--- Problem details ---
Rewrite the passage on the fluorescent protein constructs, starting with "Each fluorescent protein was" and going on through "in E. coli.", with "pSB1A3" in place of "pSB1C3".

Each fluorescent protein was successfully paired with each constitutive promoter in a sequence consisting of the promoter, a popular ribosome binding site, the reporter protein, and a double-stop terminator (see Figure 2). This created six separate constructs (three promoters, two fluorescent proteins), that were cloned into pSB1C3 in E. coli.

0
Figure 2. Depiction of the basic structure of our constructs for the fluorescent studies, consisting of a promoter, ribosome binding site, reporter protein, and terminators

Fluorescence Study

In order to test the efficacy of our fluorescence parts and the promoters, we performed a comparative fluorescence study. Cultures of bacteria containing each of the six constructs as well as one of competent cells were plated and grown overnight. Three colonies were picked from each plate, and grown overnight in 5 mL cultures of LB media. These were used to inoculate 25 mL LB media cultures at an OD600 of 0.1, which were grown to an OD600 of 0.5. At that point, 3 mL of each culture were spun down in a centrifuge. The supernatant was discarded and the cell pellets were washed with 3 mL of 0.15 M NaCl solution to reduce any fluorescence background caused by the LB Media. The cells were spun down a second time in a centrifuge and the supernatant was discarded. The cells were resuspended in 0.15 M NaCl and 200 µL of each sample were place in triplicate into a 96 well plate, which was read in a well plate reader with fluorescence filters appropriate to each fluorescent protein.

[Data records]
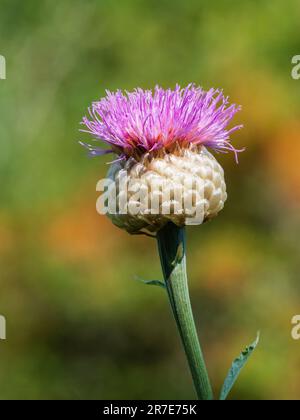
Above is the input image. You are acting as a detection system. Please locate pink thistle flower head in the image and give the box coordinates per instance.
[81,84,242,159]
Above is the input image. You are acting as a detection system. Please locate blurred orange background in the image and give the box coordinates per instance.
[0,0,300,399]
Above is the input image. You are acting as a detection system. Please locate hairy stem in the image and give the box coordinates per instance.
[157,223,213,400]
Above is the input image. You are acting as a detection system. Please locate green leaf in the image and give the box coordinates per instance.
[135,276,166,289]
[172,242,184,267]
[220,333,259,401]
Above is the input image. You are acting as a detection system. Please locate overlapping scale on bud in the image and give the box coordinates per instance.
[108,146,227,234]
[81,84,242,233]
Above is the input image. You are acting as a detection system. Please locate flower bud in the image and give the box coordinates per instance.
[108,146,227,234]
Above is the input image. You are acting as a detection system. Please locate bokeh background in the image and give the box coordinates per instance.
[0,0,300,399]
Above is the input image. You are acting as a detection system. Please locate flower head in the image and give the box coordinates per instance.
[81,84,242,159]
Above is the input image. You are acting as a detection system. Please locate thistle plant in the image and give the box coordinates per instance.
[81,84,258,400]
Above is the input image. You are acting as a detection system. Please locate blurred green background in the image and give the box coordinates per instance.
[0,0,300,399]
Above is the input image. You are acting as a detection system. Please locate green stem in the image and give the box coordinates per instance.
[157,223,213,400]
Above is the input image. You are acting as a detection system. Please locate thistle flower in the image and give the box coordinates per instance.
[82,84,241,233]
[82,84,251,400]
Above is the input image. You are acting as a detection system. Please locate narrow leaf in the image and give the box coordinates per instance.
[135,276,166,289]
[220,333,259,401]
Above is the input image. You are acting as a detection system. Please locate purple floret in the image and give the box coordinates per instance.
[81,84,242,158]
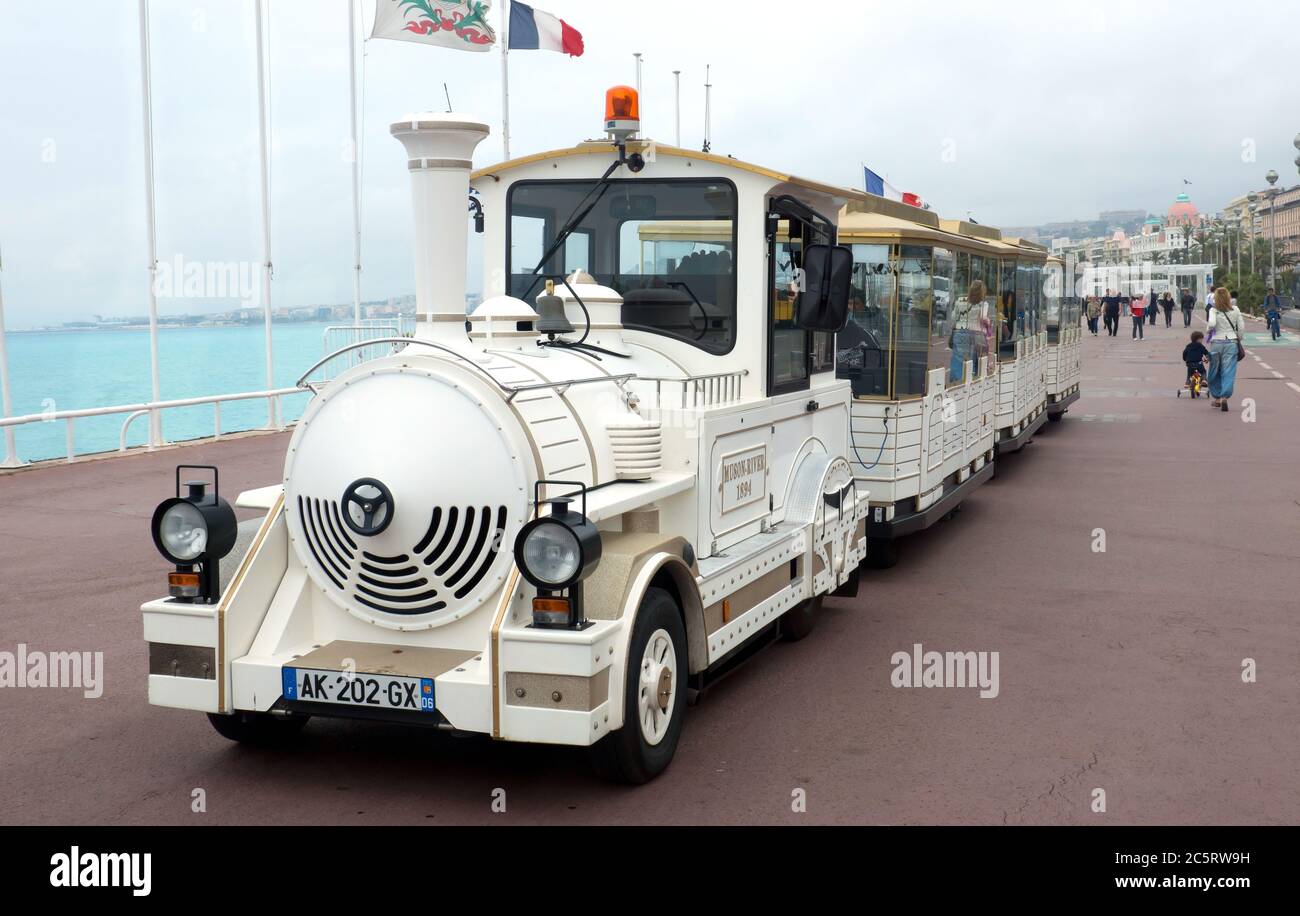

--- Result of the exercise ---
Each fluorescent protein was successfully paired with each constitutive promoter in a sequence consisting of the promoter, a popular ribosome binding site, the reporter protein, and a double-stop terminator (see Figure 2). This created six separate constructs (three promoters, two fluorescent proteins), that were cloned into pSB1A3 in E. coli.